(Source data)
_ _ _ _ _

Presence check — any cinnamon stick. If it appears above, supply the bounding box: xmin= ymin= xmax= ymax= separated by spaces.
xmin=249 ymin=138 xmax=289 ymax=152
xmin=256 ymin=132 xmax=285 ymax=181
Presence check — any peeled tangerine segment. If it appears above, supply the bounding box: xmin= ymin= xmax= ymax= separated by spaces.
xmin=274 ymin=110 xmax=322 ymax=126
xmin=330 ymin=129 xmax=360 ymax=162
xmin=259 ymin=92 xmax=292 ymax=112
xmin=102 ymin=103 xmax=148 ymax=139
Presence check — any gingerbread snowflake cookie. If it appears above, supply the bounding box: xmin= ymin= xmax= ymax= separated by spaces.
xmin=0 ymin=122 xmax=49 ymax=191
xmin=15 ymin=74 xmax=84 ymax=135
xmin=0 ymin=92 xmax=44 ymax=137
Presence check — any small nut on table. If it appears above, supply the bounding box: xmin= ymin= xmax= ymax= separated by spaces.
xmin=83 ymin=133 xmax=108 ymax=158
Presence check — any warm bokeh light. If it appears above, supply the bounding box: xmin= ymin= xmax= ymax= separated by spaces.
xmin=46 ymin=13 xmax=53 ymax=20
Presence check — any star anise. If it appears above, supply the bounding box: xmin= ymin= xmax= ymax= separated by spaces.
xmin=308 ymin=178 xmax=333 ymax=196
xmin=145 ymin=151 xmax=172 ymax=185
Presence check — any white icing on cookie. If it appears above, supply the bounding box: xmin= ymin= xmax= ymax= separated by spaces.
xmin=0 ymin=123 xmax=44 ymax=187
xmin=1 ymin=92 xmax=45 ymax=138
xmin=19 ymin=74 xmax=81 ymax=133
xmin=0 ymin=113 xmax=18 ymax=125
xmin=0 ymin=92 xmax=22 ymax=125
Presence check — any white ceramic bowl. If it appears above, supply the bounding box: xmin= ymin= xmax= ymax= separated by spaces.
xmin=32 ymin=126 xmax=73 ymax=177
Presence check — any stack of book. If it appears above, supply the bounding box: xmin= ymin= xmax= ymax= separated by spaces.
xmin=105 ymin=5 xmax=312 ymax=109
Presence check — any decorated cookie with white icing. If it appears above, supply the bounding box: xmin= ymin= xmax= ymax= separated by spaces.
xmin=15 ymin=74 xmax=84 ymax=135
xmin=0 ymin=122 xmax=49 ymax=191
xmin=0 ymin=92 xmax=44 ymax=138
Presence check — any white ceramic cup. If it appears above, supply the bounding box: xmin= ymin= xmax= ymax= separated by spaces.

_ _ _ _ _

What you are asked to do:
Return the lines above, starting at the one that contains "Presence check — any small" and running through the last, exactly as they appear, with no extra lines.

Output of the exercise:
Presence check — any small nut on table. If it appears above, supply the bounding box: xmin= ymin= xmax= ymax= separated by spaces.
xmin=83 ymin=133 xmax=108 ymax=158
Presence check — any warm bokeh light. If it appears above, supply the bounding box: xmin= ymin= xmax= ymax= separated by spaces.
xmin=46 ymin=13 xmax=53 ymax=20
Presence check — any star anise. If it appears above, supply the bounding box: xmin= ymin= xmax= ymax= separated by spaces.
xmin=308 ymin=178 xmax=333 ymax=196
xmin=145 ymin=151 xmax=172 ymax=185
Presence check — any white icing on cookie. If it appears above, supply the bounding box: xmin= ymin= xmax= ymax= separated by spaces.
xmin=0 ymin=123 xmax=44 ymax=187
xmin=1 ymin=92 xmax=45 ymax=138
xmin=19 ymin=74 xmax=81 ymax=133
xmin=0 ymin=113 xmax=18 ymax=125
xmin=0 ymin=92 xmax=22 ymax=125
Presence check — any white ceramic bowl. If it appears above, supply the bounding box: xmin= ymin= xmax= ymax= separated by spaces.
xmin=32 ymin=126 xmax=73 ymax=177
Presence check — any stack of book. If it appears above, supply the bounding box: xmin= ymin= xmax= ymax= separated by spaces.
xmin=105 ymin=5 xmax=312 ymax=109
Presence check — any decorated cookie with white icing. If it appears above, supply the bounding box: xmin= ymin= xmax= ymax= separated by spaces.
xmin=15 ymin=74 xmax=84 ymax=135
xmin=0 ymin=122 xmax=49 ymax=191
xmin=0 ymin=92 xmax=44 ymax=138
Presence check — any white ceramic cup. If it appears above, supply the bounding box: xmin= ymin= xmax= ymax= separated by spaces.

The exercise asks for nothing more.